NYT's conservative columnist: It's time to repeal the Second Amendment

Give the estimable Bret Stephens credit for getting to the heart of the debate by discussing the position that gun-control advocates avoid like the plague. It takes Stephens a long time to get there, meandering through a series of questionable analyses of conservative positions and a rather damning litany of progressive hypocrisies and failures, but get there he eventually does. His argument in a nutshell is that James Madison wouldn’t have been a fan of Red Dawn, and that the 2nd Amendment no longer fits the America of our times:

Repealing the Amendment may seem like political Mission Impossible today, but in the era of same-sex marriage it’s worth recalling that most great causes begin as improbable ones. Gun ownership should never be outlawed, just as it isn’t outlawed in Britain or Australia. But it doesn’t need a blanket Constitutional protection, either. The 46,445 murder victims killed by gunfire in the United States between 2012 and 2016 didn’t need to perish so that gun enthusiasts can go on fantasizing that “Red Dawn” is the fate that soon awaits us.

Donald Trump will likely get one more Supreme Court nomination, or two or three, before he leaves office, guaranteeing a pro-gun court for another generation. Expansive interpretations of the right to bear arms will be the law of the land — until the “right” itself ceases to be.

REQUIREMENTS. Write the next part of the commentary on repealing the Second Amendment, starting right after its final sentence.

STORED RECORDS.
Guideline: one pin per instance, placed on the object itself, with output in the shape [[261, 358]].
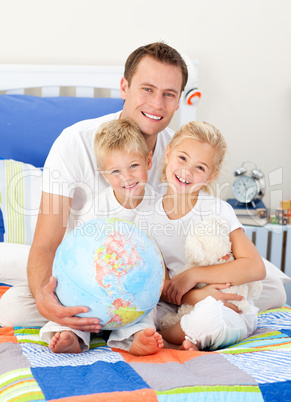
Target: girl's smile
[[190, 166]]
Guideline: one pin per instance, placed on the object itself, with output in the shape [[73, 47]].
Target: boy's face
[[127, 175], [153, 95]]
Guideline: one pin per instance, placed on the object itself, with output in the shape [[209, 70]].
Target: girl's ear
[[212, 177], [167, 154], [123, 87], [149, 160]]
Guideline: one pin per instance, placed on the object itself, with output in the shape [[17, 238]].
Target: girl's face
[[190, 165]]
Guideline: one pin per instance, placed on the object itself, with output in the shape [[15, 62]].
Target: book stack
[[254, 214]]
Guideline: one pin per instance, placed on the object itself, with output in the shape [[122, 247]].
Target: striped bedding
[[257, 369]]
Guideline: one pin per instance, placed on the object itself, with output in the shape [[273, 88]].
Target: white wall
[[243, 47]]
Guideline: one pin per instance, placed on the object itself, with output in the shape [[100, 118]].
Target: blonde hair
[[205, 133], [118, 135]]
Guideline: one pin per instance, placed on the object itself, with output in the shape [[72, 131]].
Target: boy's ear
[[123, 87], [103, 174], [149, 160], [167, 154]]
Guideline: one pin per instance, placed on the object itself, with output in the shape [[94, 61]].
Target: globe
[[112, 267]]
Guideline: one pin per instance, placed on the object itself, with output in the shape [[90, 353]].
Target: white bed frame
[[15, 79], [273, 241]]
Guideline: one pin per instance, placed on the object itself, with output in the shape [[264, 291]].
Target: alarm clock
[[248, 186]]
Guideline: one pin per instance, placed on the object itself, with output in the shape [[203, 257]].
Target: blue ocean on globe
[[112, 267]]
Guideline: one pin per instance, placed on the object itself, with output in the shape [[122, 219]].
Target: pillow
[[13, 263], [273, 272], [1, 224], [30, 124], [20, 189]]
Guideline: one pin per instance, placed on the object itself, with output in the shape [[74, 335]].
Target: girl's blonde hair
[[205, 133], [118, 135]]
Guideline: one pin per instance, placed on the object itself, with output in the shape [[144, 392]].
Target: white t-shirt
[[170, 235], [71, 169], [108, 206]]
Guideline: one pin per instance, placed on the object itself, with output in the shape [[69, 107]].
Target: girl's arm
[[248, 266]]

---

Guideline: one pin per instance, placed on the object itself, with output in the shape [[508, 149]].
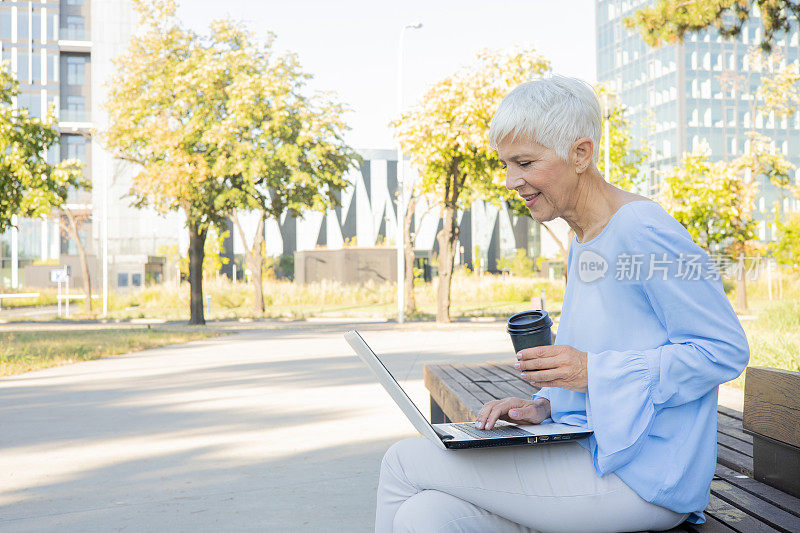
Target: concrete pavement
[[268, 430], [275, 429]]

EXERCISE ANSWER.
Some conservatives will insist that the Second Amendment is fundamental to the structure of American liberty. They will cite James Madison, who noted in the Federalist Papers that in Europe “the governments are afraid to trust the people with arms.” America was supposed to be different, and better.

I wonder what Madison would have to say about that today, when more than twice as many Americans perished last year at the hands of their fellows as died in battle during the entire Revolutionary War. My guess: Take the guns—or at least the presumptive right to them—away. The true foundation of American exceptionalism should be our capacity for moral and constitutional renewal, not our instinct for self-destruction.

 At least this takes the debate to its proper level. The Constitution provides two mechanisms for change in Article V. Either Congress can pass amendments and have them ratified by three-quarters of the states, or the states can gather for a convention to propose amendments directly. Those who argue that the Constitution is outdated — as Stephens does here — usually want courts to redefine the language so as to neuter it. Stephens even alludes to that by noting the advantage that 2nd Amendment backers will have in the courts by the end of the Trump administration, effectively closing off the path that worked so well for the same-sex marriage effort he also cites in his four-paragraph argument.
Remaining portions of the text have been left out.